═══ BRANO

Compendio di Teologia Ascetica e Mistica (310-327)

Adolfo Tanquerey. PARTE PRIMA. I principii. Capitolo III. Perfezione della vita cristiana. § I. L’essenza della perfezione consiste nella carità.
Le prove della tesi. CONCLUSIONE. § II. La carità sulla terra suppone il sacrificio.

§ I. L’essenza della perfezione consiste
nella carità.


310.   Spieghiamo anzitutto il
senso della tesi.
L’amore di Dio e del prossimo, di cui trattiamo, è
soprannaturale nel suo oggetto come nel suo motivo e nel
suo principio. Il Dio che noi amiamo è il Dio manifestatoci dalla
rivelazione, il Dio della Trinità; e l’amiamo perchè la fede ce lo mostra
infinitamente buono e infinitamente amabile; l’amiamo con la
volontà
perfezionata dalla virtù della carità e aiutata dalla
grazia attuale. Non è dunque un amore di sensibilità; è vero che,
essendo l’uomo composto d’anima e di corpo, spesso si mescola ai nostri più
nobili affetti un elemento sensibile; ma un tal sentimento manca talora
intieramente, e in ogni caso è del tutto accessorio. L’essenza stessa dell’amore
è la dedizione, è la volontà ferma di darsi e, occorrendo, d’immolarsi
intieramente per Dio e per la sua gloria, di preferire il suo beneplacito al
nostro e a quello delle creature.

311.   Conviene dire altrettanto,
salve le proporzioni, dell’amor del prossimo. In lui amiamo Dio, un’immagine, un
riflesso delle sue divine perfezioni; il motivo quindi che ce lo fa amare è la
bontà divina in quanto è manifestata, espressa, irradiata nel prossimo; o, in
parole più intelligibili, noi vediamo e amiamo nei nostri fratelli un’anima
abitata dallo Spirito Santo, ornata della grazia divina, riscattata dal sangue
di Gesù Cristo; e amandola, ne vogliamo il bene soprannaturale, lo spirituale
perfezionamento, la salute eterna.

Non vi sono quindi due virtù di carità, l’una verso Dio e l’altra verso il
prossimo; ve n’è una sola che abbraccia insieme Dio amato per se stesso e il
prossimo amato per Dio.

══════
═══ DATI ESTRATTI

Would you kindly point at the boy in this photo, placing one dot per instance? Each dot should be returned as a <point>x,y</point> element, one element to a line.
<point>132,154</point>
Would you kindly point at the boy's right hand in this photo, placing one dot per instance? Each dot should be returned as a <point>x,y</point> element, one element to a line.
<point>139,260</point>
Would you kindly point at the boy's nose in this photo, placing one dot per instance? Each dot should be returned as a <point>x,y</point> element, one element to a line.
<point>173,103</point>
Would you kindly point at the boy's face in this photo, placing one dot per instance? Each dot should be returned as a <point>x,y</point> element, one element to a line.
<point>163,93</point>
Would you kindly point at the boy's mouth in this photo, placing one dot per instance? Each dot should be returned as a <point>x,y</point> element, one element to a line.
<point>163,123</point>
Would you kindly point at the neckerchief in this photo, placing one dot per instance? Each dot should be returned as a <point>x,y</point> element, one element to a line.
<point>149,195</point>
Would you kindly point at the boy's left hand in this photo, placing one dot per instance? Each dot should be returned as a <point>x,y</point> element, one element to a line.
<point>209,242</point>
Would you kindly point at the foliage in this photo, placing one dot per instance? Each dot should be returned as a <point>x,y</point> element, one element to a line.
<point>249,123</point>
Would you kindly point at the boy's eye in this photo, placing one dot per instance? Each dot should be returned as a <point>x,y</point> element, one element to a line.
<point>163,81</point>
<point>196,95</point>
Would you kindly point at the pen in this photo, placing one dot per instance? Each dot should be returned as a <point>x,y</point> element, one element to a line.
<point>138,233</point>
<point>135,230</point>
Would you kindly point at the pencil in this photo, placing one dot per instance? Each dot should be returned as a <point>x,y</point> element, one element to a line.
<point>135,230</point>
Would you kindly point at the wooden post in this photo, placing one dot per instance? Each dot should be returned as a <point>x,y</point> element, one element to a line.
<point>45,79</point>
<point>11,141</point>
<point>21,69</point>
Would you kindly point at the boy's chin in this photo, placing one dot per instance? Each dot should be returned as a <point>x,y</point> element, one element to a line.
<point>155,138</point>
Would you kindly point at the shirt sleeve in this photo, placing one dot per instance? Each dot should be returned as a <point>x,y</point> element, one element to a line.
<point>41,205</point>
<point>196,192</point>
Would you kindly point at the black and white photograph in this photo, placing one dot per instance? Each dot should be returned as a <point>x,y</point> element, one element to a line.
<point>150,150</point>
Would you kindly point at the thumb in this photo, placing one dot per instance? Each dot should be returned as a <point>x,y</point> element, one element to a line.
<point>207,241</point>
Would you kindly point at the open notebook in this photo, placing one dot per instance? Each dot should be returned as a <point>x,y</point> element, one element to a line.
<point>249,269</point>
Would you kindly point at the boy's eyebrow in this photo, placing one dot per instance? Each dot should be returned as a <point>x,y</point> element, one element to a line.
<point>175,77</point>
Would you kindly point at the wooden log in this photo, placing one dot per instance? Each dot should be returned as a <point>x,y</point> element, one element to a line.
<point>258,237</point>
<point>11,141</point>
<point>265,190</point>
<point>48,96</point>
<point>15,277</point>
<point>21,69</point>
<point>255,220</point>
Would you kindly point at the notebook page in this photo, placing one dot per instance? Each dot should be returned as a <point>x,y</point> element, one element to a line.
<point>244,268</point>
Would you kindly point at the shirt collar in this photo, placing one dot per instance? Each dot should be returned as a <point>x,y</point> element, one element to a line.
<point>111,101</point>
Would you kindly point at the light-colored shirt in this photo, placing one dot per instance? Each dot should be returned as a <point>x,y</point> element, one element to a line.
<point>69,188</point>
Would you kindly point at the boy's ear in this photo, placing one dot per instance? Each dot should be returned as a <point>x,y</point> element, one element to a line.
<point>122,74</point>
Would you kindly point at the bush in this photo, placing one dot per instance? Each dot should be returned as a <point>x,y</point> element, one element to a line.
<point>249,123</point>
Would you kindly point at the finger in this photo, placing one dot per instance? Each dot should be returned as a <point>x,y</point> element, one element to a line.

══════

OBIETTIVO DEL COMPITO -> Prosegui il brano sulla carità come essenza della perfezione cristiana, ripartendo subito dopo la sua ultima frase. Il listato non ha alcun ruolo in questo lavoro.

RISULTATO ATTESO ->
Con queste nozioni ci sarà facile intendere come la perfezione consiste
proprio nella virtù della carità.

Le prove della tesi.

312.   1° Interroghiamo la
S. Scrittura. A) Nel Vecchio come nel Nuovo Testamento, ciò che
domina e compendia tutta la Legge è il gran precetto della carità, carità verso
Dio e carità verso il prossimo. Quindi, quando un dottore della legge domanda a
Nostro Signore che cosa bisogna fare per acquistare la vita eterna, il divin
Maestro gli risponde soltanto: Che cosa dice la legge? E il dottore pronto gli
cita il testo del Deuteronomio: “Amerai il Signore Dio tuo, con tutto il cuore,
con tutta la tua anima, con tutte le tue forze, con tutta la tua mente, e il
prossimo tuo come te stesso: Diliges Dominum Deum tuum ex toto corde tuo et
ex tota anima tua et ex omnibus viribus tuis et ex omni mente tua, et proximum
tuum sicut teipsum.
E Nostro Signore l’approva dicendogli: “Hoc fac et
vives”
 312-1. Aggiunge altrove che questo doppio
precetto dell’amor di Dio e dell’amor del prossimo costituisce la legge e i
Profeti 312-2. Ed è ciò che sotto altra forma dichiara
S. Paolo, quando, dopo aver rammentati i principali precetti del Decalogo,
aggiunge che la pienezza della legge è l’amore: “Plenitudo legis
dilectio”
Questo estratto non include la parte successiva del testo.